Written task: Copy out the items below, replacing every instance of "indicate" with "mark" and keeping everything else the same.

-- Start of Data lines --

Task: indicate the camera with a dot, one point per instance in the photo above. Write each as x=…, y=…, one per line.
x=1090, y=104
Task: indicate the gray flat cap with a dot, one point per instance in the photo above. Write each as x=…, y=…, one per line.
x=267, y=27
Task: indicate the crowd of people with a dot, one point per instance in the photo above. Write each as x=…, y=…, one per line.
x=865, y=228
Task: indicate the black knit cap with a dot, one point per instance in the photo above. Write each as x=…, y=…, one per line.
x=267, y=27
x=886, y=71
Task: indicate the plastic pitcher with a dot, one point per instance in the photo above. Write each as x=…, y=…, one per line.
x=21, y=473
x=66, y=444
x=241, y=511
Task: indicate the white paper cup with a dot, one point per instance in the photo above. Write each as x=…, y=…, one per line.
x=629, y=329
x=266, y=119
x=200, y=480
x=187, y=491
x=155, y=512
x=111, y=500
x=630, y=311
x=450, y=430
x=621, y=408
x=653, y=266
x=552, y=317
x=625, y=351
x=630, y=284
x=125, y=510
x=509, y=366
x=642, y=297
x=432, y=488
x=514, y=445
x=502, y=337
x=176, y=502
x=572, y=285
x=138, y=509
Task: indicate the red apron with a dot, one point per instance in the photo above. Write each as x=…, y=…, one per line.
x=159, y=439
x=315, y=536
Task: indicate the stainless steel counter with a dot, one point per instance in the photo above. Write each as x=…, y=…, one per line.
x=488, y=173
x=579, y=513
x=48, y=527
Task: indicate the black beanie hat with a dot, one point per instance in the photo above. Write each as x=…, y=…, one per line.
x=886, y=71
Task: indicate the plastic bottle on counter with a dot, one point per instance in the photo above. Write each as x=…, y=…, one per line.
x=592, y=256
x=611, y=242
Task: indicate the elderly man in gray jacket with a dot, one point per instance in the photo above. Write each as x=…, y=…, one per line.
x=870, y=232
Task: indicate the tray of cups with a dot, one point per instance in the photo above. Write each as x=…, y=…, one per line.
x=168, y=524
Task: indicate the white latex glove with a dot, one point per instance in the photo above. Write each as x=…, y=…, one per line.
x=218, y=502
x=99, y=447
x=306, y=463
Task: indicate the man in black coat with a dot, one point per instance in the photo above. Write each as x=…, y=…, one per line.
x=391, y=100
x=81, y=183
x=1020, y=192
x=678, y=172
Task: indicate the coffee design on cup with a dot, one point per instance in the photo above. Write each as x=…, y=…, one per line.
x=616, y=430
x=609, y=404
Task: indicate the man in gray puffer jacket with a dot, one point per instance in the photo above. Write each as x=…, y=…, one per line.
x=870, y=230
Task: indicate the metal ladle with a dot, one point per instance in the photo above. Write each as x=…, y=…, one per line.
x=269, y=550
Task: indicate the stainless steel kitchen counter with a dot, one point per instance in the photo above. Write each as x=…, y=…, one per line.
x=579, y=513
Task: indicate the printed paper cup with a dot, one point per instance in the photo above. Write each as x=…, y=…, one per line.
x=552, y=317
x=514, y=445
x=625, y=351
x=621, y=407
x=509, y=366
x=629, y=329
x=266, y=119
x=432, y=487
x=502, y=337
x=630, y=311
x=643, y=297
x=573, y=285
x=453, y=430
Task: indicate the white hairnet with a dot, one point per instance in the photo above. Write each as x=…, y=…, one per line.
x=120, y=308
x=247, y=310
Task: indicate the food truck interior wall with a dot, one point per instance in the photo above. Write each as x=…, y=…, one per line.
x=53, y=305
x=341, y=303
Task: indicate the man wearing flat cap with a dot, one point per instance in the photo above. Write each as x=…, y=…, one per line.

-- End of Data lines --

Solution for this problem:
Task: mark the camera with a dot, one point per instance in the photo above. Write each as x=…, y=…, one per line.
x=1090, y=104
Task: mark the gray flat cap with a dot, one point per instance in the photo above. Write each as x=…, y=…, one per line.
x=267, y=27
Task: mark the crowd of people with a dot, one point per instance in the photo above. Write each as x=…, y=…, one per line.
x=865, y=228
Task: mark the black knit cap with a dot, one point per instance in the photo above. Write each as x=…, y=…, one per line.
x=267, y=27
x=886, y=71
Task: mark the plastic pitcher with a dot, one point per instance in the photo above. Write each as x=…, y=…, one per line.
x=21, y=473
x=66, y=444
x=241, y=511
Task: mark the white paper cup with a dot, one point per instance in the photo above. Write each as x=…, y=…, one per line.
x=629, y=329
x=266, y=119
x=200, y=480
x=187, y=491
x=155, y=512
x=111, y=500
x=630, y=311
x=450, y=430
x=621, y=408
x=653, y=266
x=552, y=317
x=625, y=351
x=630, y=284
x=125, y=510
x=509, y=366
x=642, y=297
x=432, y=488
x=514, y=445
x=502, y=337
x=176, y=502
x=572, y=285
x=138, y=509
Task: mark the red apron with a dot, one point per instance in the photo above. Write each as x=…, y=…, one per line.
x=159, y=439
x=315, y=536
Task: mark the stainless steel counter with a dot, one point per instance in the photo above. Write each as x=…, y=…, one per line.
x=488, y=173
x=579, y=513
x=48, y=527
Task: mark the black beanie hat with a dot, one point per instance in the photo above. Write each as x=…, y=…, one per line.
x=886, y=71
Task: mark the plastic bottle on counter with a dot, one point per instance in the photo above. Write each as x=…, y=…, one per line.
x=592, y=256
x=611, y=242
Task: mark the elderly man in gray jacket with a dot, one point per instance in the photo above. Write each as x=…, y=…, one per line.
x=870, y=232
Task: mark the tray of cups with a dot, one point per instance in the photo above. Write each as x=…, y=…, one per line.
x=168, y=524
Task: mark the white latex glove with a dot, one point per instance in the photo above. Write each as x=…, y=…, one per line.
x=218, y=502
x=99, y=447
x=306, y=463
Task: mark the man in black coat with a dot, one point per instance in the photo above. Write each as x=…, y=…, one per line.
x=391, y=100
x=81, y=183
x=1020, y=192
x=678, y=172
Task: mark the coffee design on cup with a dot, one point per instance in the photo above. Write each as x=…, y=…, one per line.
x=616, y=430
x=609, y=404
Task: mark the man in gray puffer jacket with a dot, one point per instance in the photo above. Write each as x=…, y=…, one per line.
x=870, y=230
Task: mark the metal ladle with a dot, one point per instance in the photo above. Write each as x=…, y=…, one per line.
x=269, y=550
Task: mark the stainless steel kitchen counter with a dot, one point per instance in the photo above. Write each as x=…, y=…, one per line.
x=579, y=513
Task: mark the printed paper cup with a dot, one point per instance in the photo above. Write each as x=…, y=…, one per line.
x=552, y=317
x=514, y=445
x=625, y=351
x=621, y=407
x=509, y=366
x=629, y=329
x=266, y=119
x=432, y=487
x=502, y=337
x=630, y=311
x=643, y=297
x=573, y=285
x=453, y=430
Task: mark the white hairnet with a dot, one point per instance in the photo above. Write each as x=…, y=…, one per line.
x=120, y=308
x=247, y=310
Task: mark the food truck interior wall with a dot, one point per instance in the photo above. Write each as x=…, y=…, one per line.
x=53, y=305
x=341, y=303
Task: mark the man wearing flat cap with a dot, one point per instance in the photo above. Write each as x=…, y=…, one per line.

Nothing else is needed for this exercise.